» **Aim**: Reproduce each line exactly, including spacing and punctuation.
%%
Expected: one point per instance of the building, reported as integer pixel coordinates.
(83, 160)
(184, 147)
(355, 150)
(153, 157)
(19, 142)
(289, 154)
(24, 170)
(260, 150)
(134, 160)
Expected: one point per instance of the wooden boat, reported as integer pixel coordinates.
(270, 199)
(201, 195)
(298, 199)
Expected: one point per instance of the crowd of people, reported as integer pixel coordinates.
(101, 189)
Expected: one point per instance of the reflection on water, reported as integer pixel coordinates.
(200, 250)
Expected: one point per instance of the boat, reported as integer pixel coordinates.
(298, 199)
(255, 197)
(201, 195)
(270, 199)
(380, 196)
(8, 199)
%%
» **Solution for this exercise**:
Expected: one point per instance of the building, reported as integer pixel coordinates.
(83, 160)
(184, 147)
(355, 150)
(153, 157)
(19, 142)
(289, 154)
(24, 170)
(260, 150)
(134, 160)
Expected: one point per instance of the wooden boat, reported as integer pixel coordinates.
(270, 199)
(201, 195)
(298, 199)
Expected: one point per instance of the crowd of people, reported as integer pixel coordinates.
(101, 189)
Expected: one point per instance of the reflection on water, reported as integer pixel coordinates.
(200, 250)
Expected: one point per instance of the boat, reported as integer pixel coordinates.
(298, 199)
(255, 197)
(201, 195)
(270, 199)
(380, 196)
(8, 199)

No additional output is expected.